Texto de leitura ▸
No quinto a coisa não resultou, andou desacertado de mão no momento de cravar, algumas passagens em falso fizeram que a lide não tomasse “voo”… Não devemos suprimir as emoções – são elas que dão o colorido à vida! Mas não devemos agir levados pela emoção ao ínfimo… E nisto de tourear uma toiro ainda mais.
Na lide do terceiro da tarde, quando o sol se despedia delicadamente no horizonte alentejano, Joaquim Brito Paes e um Alferes de Galeana conseguiram na arena o advento daquela bela arte que tantas vezes exigimos que chegue. O toureio! Foi um gozo ver este jovem cavaleiro de alternativa tourear como toureou na tarde de sábado em Beja e que a casta brava segue latente em nossos campos. Tudo foi feito com calma, o Joaquim sonhou o toureio diante dos seus, recriou-se em ajustados remates das sortes, cravou grandes ferros, lidou houve ali uma tela pintada difícil de descrever… Houve improviso, arte, raça ou seja uma grande lide. O público reconheceu o visto aplaudindo de pé o que aconteceu na arena e depois na volta acompanhado por Joaquim Grave e por José Maria Pena Monteiro o forcado encarregue de pegar este bravo.

O que fazer ▸
Copie, do texto sobre a tourada em Beja, o trecho que vai de “Na lide do terceiro” até “pegar este bravo.”. Os itens não têm qualquer papel neste exercício.

Itens listados ▸
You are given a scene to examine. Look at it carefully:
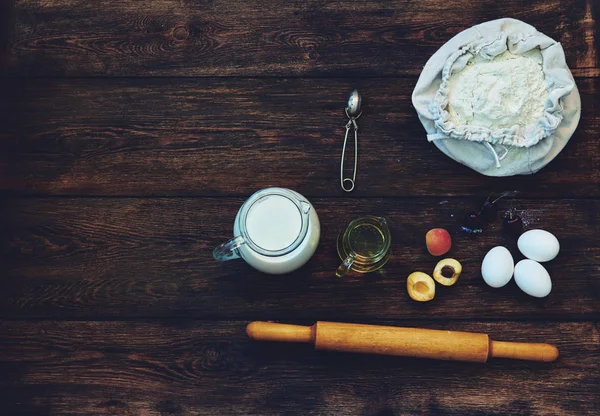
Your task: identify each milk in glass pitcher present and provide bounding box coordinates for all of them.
[213,188,321,274]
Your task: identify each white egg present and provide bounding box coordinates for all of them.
[481,246,515,287]
[517,230,560,262]
[515,259,552,298]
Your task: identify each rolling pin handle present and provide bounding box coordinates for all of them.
[490,340,558,363]
[246,321,315,344]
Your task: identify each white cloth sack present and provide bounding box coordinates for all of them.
[412,19,581,176]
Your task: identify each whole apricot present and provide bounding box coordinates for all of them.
[425,228,452,256]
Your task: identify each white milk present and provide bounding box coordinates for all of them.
[233,188,321,274]
[246,195,302,250]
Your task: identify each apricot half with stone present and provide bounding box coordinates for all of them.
[406,272,435,302]
[433,259,462,286]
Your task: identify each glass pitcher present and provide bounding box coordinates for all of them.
[213,188,321,274]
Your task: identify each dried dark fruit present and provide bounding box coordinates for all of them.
[502,211,523,238]
[461,211,483,234]
[479,199,498,222]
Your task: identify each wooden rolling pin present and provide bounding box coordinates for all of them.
[246,321,558,363]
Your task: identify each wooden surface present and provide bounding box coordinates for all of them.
[0,0,600,416]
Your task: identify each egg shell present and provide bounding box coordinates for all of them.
[517,230,560,262]
[481,246,515,287]
[515,259,552,298]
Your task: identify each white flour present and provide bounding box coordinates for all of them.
[448,49,548,130]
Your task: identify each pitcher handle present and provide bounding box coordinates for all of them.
[213,236,246,261]
[335,254,356,277]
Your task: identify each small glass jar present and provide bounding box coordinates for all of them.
[335,216,392,277]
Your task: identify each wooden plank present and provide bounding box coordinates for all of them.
[0,320,600,415]
[0,198,600,321]
[3,0,600,77]
[0,79,600,197]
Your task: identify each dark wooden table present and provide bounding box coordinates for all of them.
[0,0,600,415]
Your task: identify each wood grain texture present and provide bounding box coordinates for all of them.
[0,320,600,415]
[0,198,600,321]
[8,0,600,77]
[0,78,600,197]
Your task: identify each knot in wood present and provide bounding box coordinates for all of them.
[173,25,190,40]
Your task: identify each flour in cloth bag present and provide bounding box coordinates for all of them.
[448,50,548,136]
[412,18,581,176]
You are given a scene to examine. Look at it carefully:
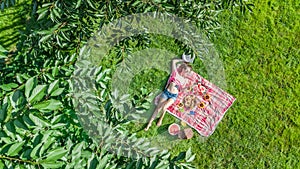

Exercício resolvido ▸
Na lide do terceiro da tarde, quando o sol se despedia delicadamente no horizonte alentejano, Joaquim Brito Paes e um Alferes de Galeana conseguiram na arena o advento daquela bela arte que tantas vezes exigimos que chegue. O toureio! Foi um gozo ver este jovem cavaleiro de alternativa tourear como toureou na tarde de sábado em Beja e que a casta brava segue latente em nossos campos. Tudo foi feito com calma, o Joaquim sonhou o toureio diante dos seus, recriou-se em ajustados remates das sortes, cravou grandes ferros, lidou houve ali uma tela pintada difícil de descrever… Houve improviso, arte, raça ou seja uma grande lide. O público reconheceu o visto aplaudindo de pé o que aconteceu na arena e depois na volta acompanhado por Joaquim Grave e por José Maria Pena Monteiro o forcado encarregue de pegar este bravo.